EXERCISE:
Examine each line of the data. Copy the line if it includes the word "patio".

Data records
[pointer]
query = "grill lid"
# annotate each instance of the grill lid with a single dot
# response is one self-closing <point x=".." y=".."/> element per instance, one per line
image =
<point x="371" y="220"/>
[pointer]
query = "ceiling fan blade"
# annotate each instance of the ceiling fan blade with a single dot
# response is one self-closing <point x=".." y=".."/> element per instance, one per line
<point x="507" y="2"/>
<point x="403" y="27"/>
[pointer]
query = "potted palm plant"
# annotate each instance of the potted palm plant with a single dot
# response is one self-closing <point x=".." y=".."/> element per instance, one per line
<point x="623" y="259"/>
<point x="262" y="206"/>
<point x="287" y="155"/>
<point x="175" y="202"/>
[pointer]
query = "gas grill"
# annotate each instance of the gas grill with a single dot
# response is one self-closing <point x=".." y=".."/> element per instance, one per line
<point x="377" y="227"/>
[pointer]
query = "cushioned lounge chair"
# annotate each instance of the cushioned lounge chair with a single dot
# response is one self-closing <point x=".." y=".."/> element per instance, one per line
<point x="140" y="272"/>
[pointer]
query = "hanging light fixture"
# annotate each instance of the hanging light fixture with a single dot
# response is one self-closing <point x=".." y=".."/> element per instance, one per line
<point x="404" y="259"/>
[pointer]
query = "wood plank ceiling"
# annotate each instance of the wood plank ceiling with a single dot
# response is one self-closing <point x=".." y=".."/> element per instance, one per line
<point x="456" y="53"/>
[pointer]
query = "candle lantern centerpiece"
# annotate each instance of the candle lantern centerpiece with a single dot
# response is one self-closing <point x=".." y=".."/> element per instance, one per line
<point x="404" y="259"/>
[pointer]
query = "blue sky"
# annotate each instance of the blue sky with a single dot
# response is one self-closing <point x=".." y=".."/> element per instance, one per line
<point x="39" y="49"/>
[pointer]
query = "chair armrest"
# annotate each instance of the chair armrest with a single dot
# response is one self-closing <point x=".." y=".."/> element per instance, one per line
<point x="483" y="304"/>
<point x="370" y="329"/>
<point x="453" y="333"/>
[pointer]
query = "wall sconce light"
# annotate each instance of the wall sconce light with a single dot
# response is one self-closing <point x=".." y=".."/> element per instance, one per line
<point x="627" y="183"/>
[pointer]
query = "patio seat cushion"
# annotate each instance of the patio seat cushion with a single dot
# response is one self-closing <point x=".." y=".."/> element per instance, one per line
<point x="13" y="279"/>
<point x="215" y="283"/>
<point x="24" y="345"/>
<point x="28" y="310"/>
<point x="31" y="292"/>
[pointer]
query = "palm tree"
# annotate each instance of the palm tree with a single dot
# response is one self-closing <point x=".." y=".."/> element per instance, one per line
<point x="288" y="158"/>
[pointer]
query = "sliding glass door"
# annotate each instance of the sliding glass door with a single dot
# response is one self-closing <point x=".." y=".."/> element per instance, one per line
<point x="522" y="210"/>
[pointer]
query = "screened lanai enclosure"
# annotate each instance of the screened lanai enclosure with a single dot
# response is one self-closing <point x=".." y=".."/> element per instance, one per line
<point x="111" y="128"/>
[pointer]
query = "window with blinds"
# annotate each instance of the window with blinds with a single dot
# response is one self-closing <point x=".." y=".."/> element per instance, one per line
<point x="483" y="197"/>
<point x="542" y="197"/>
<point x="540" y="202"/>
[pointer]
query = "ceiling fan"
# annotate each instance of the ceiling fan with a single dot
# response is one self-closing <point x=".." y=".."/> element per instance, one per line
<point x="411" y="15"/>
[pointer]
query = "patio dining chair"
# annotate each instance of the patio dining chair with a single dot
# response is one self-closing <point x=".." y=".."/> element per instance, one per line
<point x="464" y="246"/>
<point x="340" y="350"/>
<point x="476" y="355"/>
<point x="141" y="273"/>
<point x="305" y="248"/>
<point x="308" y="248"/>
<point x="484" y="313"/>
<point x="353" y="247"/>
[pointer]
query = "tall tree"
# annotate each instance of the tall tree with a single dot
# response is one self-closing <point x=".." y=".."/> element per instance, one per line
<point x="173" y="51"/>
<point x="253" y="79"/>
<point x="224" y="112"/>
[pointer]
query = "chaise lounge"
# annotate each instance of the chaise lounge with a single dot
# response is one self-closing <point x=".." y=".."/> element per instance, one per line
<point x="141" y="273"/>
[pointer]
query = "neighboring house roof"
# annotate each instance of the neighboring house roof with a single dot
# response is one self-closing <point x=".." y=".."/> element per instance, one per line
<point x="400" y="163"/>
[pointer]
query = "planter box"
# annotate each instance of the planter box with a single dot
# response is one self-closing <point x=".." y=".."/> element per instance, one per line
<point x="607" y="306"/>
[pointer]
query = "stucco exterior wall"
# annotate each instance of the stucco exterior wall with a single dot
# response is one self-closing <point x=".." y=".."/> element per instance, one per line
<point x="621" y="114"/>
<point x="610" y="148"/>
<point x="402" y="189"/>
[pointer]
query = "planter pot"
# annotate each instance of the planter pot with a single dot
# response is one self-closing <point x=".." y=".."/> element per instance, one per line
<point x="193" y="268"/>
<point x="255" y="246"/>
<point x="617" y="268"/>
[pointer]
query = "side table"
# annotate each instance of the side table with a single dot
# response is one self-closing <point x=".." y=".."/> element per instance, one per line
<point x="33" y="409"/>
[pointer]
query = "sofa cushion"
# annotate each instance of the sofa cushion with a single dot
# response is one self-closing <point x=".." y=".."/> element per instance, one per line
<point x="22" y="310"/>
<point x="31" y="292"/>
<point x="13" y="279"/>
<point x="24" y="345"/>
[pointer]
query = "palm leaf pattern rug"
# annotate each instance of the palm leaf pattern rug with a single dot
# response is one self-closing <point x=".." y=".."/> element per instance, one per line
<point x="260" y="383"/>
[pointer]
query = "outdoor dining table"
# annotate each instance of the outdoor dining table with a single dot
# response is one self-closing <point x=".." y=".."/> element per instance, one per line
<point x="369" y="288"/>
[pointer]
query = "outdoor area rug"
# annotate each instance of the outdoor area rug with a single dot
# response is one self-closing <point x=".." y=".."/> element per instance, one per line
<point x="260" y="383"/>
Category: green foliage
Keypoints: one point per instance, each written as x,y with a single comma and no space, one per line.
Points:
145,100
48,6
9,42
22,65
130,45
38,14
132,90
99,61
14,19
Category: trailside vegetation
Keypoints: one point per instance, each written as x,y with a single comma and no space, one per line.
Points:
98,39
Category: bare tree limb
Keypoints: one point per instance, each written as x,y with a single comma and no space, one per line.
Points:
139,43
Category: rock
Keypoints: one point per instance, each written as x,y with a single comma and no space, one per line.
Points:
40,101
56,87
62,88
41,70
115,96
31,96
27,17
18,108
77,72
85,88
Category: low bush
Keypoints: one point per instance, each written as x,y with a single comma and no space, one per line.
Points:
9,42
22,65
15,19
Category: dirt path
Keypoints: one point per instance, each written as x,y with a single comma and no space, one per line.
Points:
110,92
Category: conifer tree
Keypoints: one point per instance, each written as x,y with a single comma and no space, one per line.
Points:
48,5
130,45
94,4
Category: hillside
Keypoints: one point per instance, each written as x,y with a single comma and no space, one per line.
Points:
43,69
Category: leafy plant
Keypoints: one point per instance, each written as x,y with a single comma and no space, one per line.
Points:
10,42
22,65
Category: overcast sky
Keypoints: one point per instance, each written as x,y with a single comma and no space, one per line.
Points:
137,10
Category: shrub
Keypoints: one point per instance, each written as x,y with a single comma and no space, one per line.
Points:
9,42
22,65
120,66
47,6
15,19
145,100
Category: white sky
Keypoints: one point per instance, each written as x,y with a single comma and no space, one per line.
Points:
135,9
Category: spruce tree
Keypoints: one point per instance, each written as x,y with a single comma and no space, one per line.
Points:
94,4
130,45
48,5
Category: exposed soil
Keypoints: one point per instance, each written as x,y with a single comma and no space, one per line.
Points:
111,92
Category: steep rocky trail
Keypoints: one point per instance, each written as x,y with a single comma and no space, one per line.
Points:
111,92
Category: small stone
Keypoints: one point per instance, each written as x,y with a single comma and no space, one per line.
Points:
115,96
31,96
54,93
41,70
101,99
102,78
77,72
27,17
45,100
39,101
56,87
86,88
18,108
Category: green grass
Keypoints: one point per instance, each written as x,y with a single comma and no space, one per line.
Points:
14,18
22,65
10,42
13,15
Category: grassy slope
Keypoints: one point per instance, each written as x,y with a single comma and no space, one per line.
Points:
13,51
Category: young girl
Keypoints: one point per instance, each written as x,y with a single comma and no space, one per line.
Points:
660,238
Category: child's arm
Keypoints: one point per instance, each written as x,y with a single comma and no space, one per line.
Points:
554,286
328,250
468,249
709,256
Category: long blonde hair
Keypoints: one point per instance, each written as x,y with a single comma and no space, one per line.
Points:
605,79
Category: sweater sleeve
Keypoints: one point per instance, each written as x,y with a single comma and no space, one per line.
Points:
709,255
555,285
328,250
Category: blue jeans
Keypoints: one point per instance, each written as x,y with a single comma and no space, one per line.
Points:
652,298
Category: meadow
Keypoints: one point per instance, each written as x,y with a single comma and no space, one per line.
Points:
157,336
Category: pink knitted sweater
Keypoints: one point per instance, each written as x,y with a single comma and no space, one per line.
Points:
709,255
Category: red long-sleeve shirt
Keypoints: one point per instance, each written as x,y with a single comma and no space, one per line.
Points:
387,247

RESULT FOR THIS EXERCISE:
query = "patio seat cushion"
# annotate each instance of the patio seat cushion with a single dot
query = "patio dining chair"
# annotate each instance of the patio dining chair with a single dot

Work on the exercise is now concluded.